**REQUESTS:**
**1)** List every person named in the blog post about Irish healthcare below.
**2)** In the blog post about Irish healthcare below, when was the HSE's national safeguarding policy published?
**3)** Write the next few sentences of the blog post about Irish healthcare below, picking up after its final sentence.

**TEXT PASSAGE:**
Friday, February 5, 2016

Nijmegen laughed about shoes, but then ireland is a disaster for healthcare

Ireland of a thousand welcomes, well it is i guess!

its a beautiful country and at present is green enough.

but under the surface there is a grimness not many have a chance to articulate and many are too bogged down in dreary toil to even try to make sense of it, let alone start a blog page cos of your personal sense of outrage.

i am tired my friends.
i am tired of ireland.
the doctors....the HSE...and the crass way we do things here.

i have good reason.
but maybe pasting up detail found in the local newspapers these words do sum it up and give me reason to be afraid:

In his letter to Mr Tony O’Brien on 8 July 2015, seen by MI, Mr Quinn referred to a series of letters he sent to the HSE National Director of Social Care Mr Pat Healy over the previous year about concerns relating to the quality and safety of residential services for people with a disability in facilities run by the Executive.
Mr Quinn also highlighted concerns regarding the timeliness and effective implementation of the HSE’s national safeguarding policy published in December 2014.

**DATA SUPPLIED:**
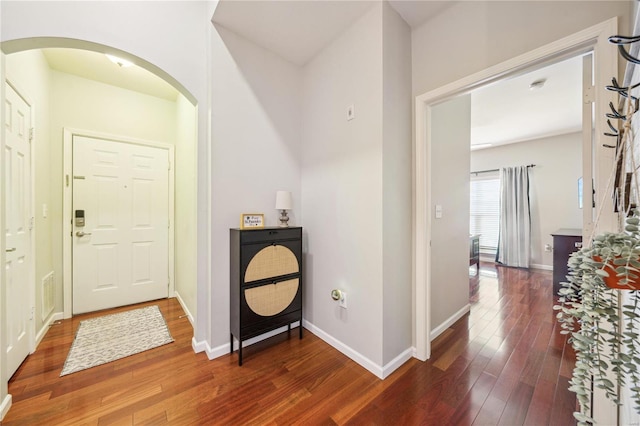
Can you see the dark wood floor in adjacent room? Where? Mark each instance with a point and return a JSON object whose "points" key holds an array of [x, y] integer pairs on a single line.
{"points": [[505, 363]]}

* * *

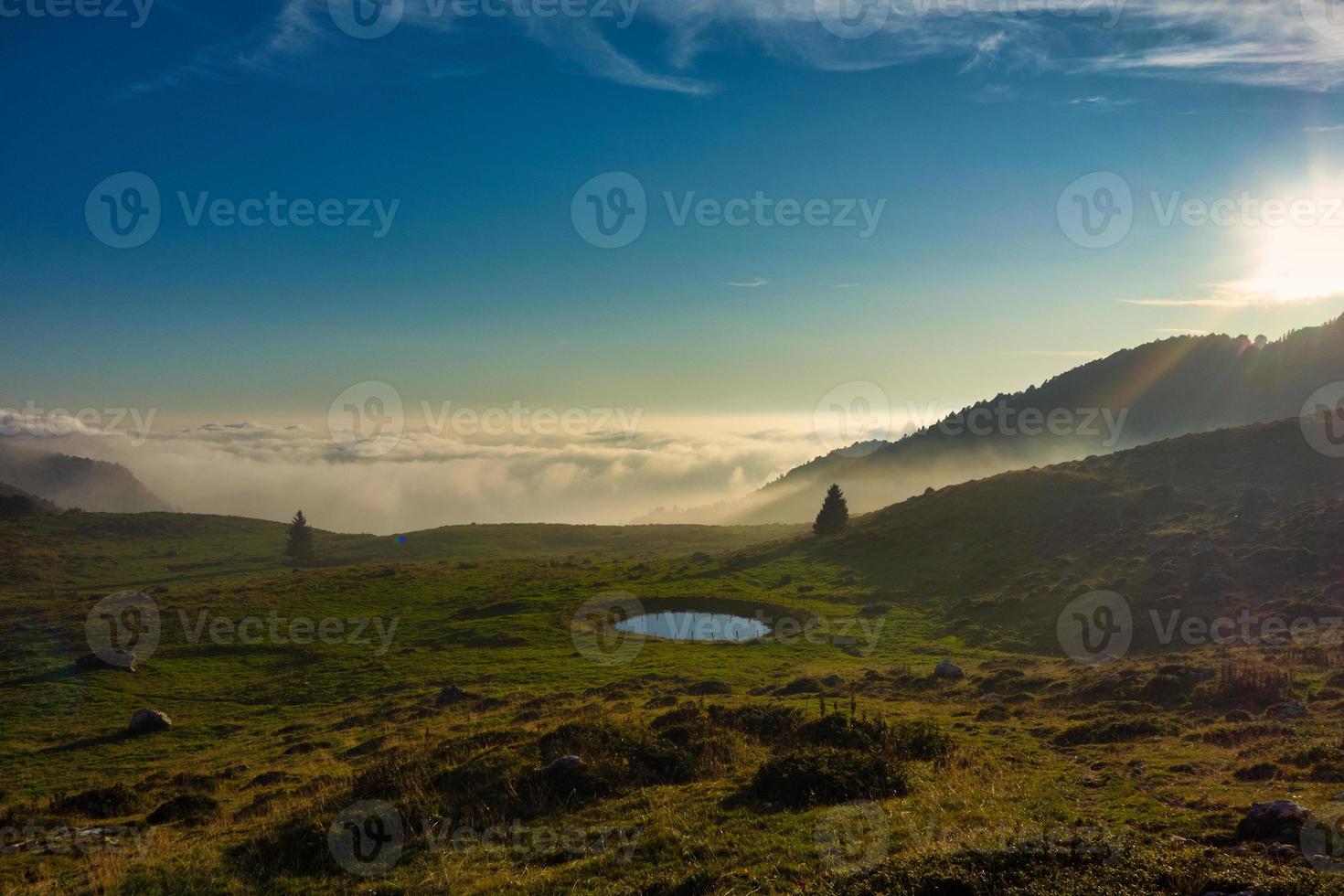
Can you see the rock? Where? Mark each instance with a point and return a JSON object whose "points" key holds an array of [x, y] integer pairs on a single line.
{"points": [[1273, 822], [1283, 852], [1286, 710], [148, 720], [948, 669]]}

**FINAL ANSWERS:**
**1)** Mr Tony O'Brien, Mr Quinn, Mr Pat Healy

**2)** December 2014

**3)**
“Despite assurances identified by Pat Healy at that time, I fundamentally believe that the risks identified and the circumstances within which residential care for a significant number of adults and children with a disability remains significantly compromised,” wrote Mr Quinn.
He stated that HIQA had taken the unprecedented step of seeking emergency cancellation of Our Lady’s Service provided by St Patrick’s (Kilkenny) Ltd and also had to issue further notices of proposals to refuse or cancel the registration of a range of services.
Mr Quinn pointed out that while a number of these services exist on a campus or congregated setting and have significant challenges in respect of their physical premises, the main issues of concern relate to “regressive models of service provision, negative culture and failure to recognise and protect vulnerable service users”.
He also stated that the notices then recently sent out had the potential to affect 318 adults and children with disabilities.
Mr Quinn also wrote to Department of Health Secretary General Mr Jim Breslin on 10 July 2015 regarding HIQA’s growing concerns about the continued lack of assurance that the HSE, as both the provider and funder of services, could provide in respect of quality and safety issues with the disability sector.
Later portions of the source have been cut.